▸ RECORDS PROVIDED

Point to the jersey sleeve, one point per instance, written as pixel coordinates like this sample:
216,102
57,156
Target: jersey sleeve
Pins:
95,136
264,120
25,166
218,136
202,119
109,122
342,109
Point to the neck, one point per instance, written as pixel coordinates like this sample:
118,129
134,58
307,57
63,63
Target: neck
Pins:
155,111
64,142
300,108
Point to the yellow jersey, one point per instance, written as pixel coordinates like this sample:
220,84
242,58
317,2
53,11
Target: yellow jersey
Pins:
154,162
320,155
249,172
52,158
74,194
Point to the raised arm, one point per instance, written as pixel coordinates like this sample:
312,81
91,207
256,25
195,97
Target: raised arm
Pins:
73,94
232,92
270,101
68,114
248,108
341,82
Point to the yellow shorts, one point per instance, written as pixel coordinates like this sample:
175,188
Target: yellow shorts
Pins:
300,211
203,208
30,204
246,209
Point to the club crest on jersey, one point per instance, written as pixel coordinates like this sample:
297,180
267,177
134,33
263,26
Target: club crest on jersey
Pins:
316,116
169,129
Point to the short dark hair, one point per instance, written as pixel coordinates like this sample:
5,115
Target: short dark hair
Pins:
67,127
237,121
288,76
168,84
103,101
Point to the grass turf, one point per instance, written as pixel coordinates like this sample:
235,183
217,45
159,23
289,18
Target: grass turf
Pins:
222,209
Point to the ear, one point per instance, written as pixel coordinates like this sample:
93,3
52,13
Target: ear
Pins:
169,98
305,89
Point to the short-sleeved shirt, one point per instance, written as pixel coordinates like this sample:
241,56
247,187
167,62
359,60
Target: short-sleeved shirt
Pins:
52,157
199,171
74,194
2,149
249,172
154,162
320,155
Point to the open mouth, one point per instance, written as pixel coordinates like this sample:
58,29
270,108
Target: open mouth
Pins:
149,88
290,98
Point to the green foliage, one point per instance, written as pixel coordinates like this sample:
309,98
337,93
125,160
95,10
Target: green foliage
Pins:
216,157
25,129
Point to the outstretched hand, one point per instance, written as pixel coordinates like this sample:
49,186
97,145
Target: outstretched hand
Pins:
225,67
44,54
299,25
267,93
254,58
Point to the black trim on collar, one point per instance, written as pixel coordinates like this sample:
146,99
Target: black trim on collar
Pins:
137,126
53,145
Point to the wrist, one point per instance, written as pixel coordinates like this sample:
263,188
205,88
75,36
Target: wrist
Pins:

▸ YOUR TASK
Your answer should be the records above, set down exactly.

▸ RESULT FOR THIS TASK
Point to the jersey sleeve, one point per instance, written as pixel coordinates like this sample:
216,102
57,156
Target: jersey sleeve
Pins:
95,136
264,120
25,166
218,136
202,119
109,122
342,109
Point to the neck, one point per instance, written as pixel coordinates like this sample:
118,129
134,58
307,57
63,63
Target: neck
Pins:
155,111
64,142
300,108
Point to the yellow jersey, one point per instance, written as pixel coordinates like this sample:
220,84
242,58
317,2
53,11
Target: yellow jersey
Pins:
154,162
320,155
249,172
52,158
74,194
Point to the raised arm, one point per instance, written as pixel coordinates like this sample:
312,81
91,207
256,25
195,97
Target: raised arm
Pins:
73,94
232,92
270,101
68,114
248,108
341,82
Point to the yellow shorts, one point per instance, written as pixel coordinates like this sample:
175,188
Target: yellow shorts
Pins:
300,211
203,208
30,204
246,209
Point to the club crest on jersey, one point per instance, written as pixel coordinates like this sample:
297,180
267,177
134,33
263,26
Target: club crest on jersey
Pins:
316,116
169,129
Point to the short dark hair, one point per instance, written as pixel coordinates like this sample:
5,115
Target: short dark hair
Pins:
67,127
237,121
288,76
168,84
103,101
Point to the grass turf, one point per instance, written as pixel coordinates like this sample:
235,183
217,45
159,23
289,18
Target: grass turf
Pins:
222,209
Point to the ear, one point per instance, written as pixel coordinates like this sample:
93,3
52,13
Target: ear
Pins:
169,98
305,89
Point to the short-sleeved shirt, one point per instance, written as pixel coordinates like this sample:
241,56
247,187
167,62
359,60
Target: short-sleeved shirt
Pins:
52,157
199,171
74,194
2,149
249,172
154,162
320,155
Point to the open mouth, one point per instance, written as pixel coordinates like this sample:
58,29
270,108
Target: open mouth
Pins:
149,88
290,98
Point to the green foliage, one point per instance, written as pixel coordinates like this sample:
309,98
337,93
125,160
95,10
Target: green foliage
Pins:
216,157
25,129
Point to the outstretched hand, one point per instance, written as pixel coordinates like this sample:
49,186
97,145
Target: outstretched hand
Pins:
225,67
44,54
299,25
267,93
254,58
Point to the black trim on collar, one point per instance, written as pixel coordinates like this sample:
146,99
Target: black trim on collar
Pins:
137,126
53,145
Point to the wrist, one point per instance, written as pixel coordinates like this sample:
263,188
205,88
75,36
Target: wrist
Pins:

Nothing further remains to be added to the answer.